• Assignment:
When the line with "point(349, 65)" appears below, start repeating lines exactly, and keep going through the line with "point(333, 111)"; add nothing outside that span.

Point localization data:
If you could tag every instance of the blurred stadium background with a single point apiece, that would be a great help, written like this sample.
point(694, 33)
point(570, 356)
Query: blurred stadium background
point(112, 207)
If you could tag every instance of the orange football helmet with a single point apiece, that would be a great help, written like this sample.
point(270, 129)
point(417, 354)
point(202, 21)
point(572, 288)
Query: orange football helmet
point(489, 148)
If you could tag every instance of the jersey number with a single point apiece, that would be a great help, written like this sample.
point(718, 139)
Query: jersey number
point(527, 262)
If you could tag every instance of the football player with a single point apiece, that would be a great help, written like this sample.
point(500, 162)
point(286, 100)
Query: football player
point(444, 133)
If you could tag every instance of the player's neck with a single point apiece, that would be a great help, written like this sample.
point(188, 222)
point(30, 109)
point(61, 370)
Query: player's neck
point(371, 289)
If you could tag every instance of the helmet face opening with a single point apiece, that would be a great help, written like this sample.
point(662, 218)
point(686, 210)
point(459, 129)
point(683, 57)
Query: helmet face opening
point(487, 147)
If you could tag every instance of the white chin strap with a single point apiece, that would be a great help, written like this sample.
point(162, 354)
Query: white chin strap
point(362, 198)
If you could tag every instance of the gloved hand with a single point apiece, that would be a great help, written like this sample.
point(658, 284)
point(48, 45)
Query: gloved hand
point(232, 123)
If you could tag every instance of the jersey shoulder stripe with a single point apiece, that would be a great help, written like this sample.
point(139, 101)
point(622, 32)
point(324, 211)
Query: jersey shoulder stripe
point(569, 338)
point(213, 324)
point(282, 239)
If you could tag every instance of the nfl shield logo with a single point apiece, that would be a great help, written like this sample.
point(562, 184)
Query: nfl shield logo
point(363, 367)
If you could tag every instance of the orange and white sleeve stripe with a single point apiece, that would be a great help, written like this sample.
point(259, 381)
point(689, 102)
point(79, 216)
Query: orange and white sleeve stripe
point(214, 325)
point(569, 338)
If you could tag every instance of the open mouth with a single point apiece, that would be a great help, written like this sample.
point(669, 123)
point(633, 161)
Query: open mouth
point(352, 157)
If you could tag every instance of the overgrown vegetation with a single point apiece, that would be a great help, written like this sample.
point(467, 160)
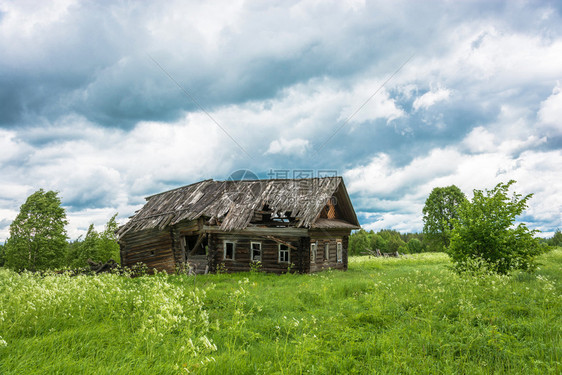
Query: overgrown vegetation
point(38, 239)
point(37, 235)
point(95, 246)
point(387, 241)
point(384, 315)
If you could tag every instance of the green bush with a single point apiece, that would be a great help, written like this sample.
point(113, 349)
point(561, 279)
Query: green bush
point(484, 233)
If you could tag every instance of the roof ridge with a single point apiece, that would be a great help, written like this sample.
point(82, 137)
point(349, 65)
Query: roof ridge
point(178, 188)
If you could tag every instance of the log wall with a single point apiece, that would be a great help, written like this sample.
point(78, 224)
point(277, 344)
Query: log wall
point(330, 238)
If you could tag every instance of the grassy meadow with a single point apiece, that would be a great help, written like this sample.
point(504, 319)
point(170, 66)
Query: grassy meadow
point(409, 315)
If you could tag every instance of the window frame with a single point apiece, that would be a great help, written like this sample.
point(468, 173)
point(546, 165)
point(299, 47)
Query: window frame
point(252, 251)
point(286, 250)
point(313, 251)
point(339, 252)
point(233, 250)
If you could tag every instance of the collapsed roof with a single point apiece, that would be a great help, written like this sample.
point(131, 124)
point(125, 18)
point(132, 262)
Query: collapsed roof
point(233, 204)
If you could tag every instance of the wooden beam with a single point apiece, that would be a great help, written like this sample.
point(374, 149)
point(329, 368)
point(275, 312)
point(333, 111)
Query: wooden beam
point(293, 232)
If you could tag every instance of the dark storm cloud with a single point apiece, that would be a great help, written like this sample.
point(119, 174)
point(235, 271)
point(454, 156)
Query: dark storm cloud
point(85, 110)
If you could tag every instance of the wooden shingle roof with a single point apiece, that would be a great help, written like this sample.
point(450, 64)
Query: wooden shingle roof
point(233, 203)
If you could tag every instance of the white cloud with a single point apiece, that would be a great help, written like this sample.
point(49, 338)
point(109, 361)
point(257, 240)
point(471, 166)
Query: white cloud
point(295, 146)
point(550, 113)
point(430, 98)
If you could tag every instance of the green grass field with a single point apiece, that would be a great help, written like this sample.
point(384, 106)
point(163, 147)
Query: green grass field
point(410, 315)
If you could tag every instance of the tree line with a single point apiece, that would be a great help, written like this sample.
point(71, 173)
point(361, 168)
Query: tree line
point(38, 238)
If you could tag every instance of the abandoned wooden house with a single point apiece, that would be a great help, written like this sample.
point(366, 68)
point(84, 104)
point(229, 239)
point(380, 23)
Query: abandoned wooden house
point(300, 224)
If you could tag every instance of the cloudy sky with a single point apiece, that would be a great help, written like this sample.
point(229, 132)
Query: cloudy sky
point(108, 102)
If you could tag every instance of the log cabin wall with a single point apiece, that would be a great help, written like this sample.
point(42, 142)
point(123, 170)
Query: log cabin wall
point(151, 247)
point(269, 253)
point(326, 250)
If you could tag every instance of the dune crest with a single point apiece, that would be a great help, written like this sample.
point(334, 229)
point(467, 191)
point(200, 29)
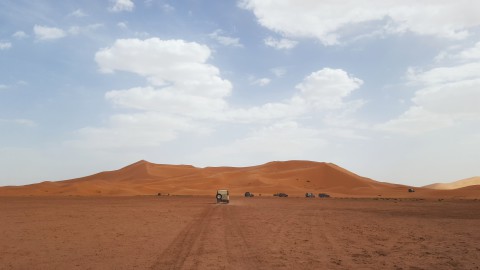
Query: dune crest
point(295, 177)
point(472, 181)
...
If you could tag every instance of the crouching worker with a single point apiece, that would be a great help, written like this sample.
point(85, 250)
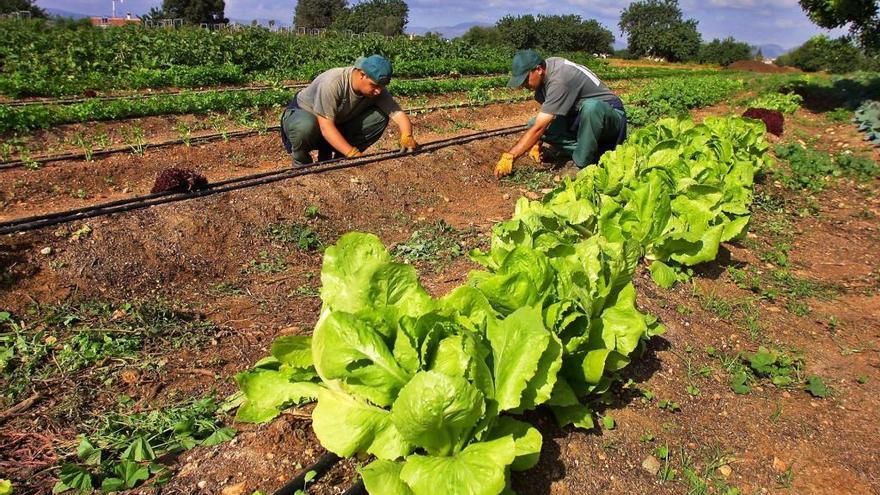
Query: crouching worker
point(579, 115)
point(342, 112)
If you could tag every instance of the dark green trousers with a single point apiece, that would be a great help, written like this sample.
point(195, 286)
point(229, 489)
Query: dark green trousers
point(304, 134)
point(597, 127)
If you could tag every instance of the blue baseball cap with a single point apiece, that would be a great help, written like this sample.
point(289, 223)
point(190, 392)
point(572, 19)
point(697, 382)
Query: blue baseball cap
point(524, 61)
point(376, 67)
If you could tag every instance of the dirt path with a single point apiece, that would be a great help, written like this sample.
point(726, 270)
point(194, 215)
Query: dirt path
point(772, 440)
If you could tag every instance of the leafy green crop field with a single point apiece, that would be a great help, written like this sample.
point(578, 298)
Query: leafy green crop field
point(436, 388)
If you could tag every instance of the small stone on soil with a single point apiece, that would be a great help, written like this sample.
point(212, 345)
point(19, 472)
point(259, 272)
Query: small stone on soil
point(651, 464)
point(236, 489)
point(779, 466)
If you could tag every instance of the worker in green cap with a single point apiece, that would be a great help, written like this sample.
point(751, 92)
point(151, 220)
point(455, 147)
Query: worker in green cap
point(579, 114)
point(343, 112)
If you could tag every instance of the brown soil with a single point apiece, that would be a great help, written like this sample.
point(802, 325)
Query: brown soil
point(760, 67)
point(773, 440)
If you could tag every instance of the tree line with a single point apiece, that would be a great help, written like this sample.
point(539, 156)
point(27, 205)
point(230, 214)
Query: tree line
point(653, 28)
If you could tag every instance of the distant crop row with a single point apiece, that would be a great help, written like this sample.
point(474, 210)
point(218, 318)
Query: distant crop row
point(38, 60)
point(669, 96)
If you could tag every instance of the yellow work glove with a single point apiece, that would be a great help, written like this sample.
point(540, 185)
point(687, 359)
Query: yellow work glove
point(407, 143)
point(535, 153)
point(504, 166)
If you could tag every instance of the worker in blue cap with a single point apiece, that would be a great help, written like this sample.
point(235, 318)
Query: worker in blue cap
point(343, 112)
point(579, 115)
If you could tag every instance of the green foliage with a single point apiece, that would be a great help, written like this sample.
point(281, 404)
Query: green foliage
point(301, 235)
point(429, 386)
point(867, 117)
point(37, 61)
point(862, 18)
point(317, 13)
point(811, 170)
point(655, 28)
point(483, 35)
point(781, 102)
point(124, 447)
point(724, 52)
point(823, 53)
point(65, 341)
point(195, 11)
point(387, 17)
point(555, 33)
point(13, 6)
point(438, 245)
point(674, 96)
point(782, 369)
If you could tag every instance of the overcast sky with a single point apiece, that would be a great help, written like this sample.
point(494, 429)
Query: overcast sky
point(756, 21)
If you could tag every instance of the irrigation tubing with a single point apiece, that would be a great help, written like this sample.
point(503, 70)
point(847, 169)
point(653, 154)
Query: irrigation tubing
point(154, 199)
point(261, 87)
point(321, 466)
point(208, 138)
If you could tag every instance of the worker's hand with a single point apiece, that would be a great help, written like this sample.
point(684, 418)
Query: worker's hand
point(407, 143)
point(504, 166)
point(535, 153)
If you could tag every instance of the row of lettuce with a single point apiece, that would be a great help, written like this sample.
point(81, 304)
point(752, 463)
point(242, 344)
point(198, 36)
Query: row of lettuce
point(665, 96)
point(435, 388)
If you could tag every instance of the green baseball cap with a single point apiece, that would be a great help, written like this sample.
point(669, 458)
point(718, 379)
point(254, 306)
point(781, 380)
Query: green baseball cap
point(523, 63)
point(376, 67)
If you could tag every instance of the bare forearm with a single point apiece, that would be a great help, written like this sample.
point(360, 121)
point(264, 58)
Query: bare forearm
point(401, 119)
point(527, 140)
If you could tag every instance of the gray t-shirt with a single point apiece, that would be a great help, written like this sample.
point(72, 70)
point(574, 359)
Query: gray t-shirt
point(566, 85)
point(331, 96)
==
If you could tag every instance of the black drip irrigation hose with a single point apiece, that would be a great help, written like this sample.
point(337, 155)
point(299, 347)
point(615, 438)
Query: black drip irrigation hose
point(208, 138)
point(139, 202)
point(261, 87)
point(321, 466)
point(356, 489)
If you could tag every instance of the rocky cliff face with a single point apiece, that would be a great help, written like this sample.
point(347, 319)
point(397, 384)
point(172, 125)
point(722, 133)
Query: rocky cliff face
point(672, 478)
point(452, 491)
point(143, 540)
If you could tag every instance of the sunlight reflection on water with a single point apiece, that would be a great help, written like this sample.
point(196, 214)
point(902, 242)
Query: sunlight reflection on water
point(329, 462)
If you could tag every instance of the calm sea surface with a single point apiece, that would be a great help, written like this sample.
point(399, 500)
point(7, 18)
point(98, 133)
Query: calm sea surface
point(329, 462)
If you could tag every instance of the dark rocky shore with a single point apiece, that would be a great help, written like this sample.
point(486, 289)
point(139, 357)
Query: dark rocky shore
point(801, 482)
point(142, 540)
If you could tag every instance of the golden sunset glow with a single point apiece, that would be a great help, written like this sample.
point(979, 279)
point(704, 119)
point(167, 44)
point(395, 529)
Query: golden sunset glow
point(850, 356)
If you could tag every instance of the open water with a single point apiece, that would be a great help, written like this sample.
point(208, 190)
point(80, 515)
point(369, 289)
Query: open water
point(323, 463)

• Response to the task:
point(349, 65)
Query: roof ridge
point(178, 188)
If you could tag every instance of the log wall with a single point apiece, that would be a great help, written like this sample.
point(78, 224)
point(277, 344)
Query: log wall
point(330, 238)
If you could tag every instance of the grassy meadow with a single point apiece, that would be a great help, written like this sample.
point(504, 319)
point(170, 66)
Query: grassy meadow
point(409, 315)
If you could tag every instance of the window frame with a single point apiece, that would be a great help, written like this sample.
point(468, 173)
point(546, 165)
point(299, 47)
Query: window frame
point(252, 251)
point(286, 250)
point(313, 251)
point(339, 252)
point(233, 250)
If you could tag every instance of the collapsed roof with a single point apiece, that would be a great help, written like this sample.
point(131, 124)
point(125, 18)
point(132, 262)
Query: collapsed roof
point(233, 204)
If you could tag every instance of the wooden beam with a single point apiece, that would be a great help, written like this sample.
point(374, 149)
point(329, 368)
point(275, 312)
point(333, 111)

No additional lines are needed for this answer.